• [Exercise objective]:
Please identify and copy every line in the listing below that contains the string "pixel". Case counts.

━━ Data to use

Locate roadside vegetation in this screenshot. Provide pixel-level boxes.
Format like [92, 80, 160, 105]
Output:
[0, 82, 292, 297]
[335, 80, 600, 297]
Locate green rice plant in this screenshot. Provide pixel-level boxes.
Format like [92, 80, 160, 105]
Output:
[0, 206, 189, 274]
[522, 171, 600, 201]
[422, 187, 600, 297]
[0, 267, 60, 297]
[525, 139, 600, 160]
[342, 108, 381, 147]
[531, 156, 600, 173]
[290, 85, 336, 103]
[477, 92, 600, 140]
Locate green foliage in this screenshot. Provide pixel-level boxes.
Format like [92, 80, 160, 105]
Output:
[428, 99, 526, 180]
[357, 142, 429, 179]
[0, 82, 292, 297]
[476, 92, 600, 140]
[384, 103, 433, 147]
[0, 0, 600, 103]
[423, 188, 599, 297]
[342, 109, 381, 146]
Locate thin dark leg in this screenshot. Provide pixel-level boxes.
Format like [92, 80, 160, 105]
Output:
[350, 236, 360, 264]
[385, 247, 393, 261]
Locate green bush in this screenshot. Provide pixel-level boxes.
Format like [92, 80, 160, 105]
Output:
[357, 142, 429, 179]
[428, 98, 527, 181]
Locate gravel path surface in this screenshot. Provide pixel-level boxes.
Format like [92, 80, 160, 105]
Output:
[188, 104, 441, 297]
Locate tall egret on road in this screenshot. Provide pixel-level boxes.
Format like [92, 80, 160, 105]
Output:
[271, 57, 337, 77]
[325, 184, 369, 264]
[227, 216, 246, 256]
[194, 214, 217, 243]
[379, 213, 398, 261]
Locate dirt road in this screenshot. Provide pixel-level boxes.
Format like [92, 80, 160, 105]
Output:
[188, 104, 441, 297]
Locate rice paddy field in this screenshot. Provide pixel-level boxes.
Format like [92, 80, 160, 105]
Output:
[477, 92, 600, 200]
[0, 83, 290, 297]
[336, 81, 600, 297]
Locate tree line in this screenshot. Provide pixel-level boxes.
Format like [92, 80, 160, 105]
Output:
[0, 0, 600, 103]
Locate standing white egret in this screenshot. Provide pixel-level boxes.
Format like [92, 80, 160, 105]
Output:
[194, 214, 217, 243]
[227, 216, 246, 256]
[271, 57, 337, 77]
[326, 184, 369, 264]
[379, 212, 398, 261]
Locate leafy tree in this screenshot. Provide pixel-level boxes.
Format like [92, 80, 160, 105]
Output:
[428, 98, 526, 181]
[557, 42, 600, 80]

━━━━

• [Final answer]:
Locate roadside vegetation in this screenshot. Provide pixel-level boxes.
Locate green rice plant in this screenshot. Provide pixel-level boxes.
Locate green foliage in this screenshot. Provide pixel-level boxes.
Locate thin dark leg in this screenshot. Provide pixel-level boxes.
Locate green bush in this screenshot. Provide pixel-level boxes.
Locate gravel path surface in this screenshot. Provide pixel-level boxes.
Locate tall egret on road in this screenshot. Provide pixel-level boxes.
Locate dirt road in this screenshot. Provide pixel-level boxes.
Locate rice paddy field in this screenshot. Provide pixel-level boxes.
Locate tree line in this screenshot. Provide pixel-level boxes.
Locate standing white egret in this screenshot. Provide pixel-level boxes.
Locate leafy tree in this screenshot. Provide pixel-level boxes.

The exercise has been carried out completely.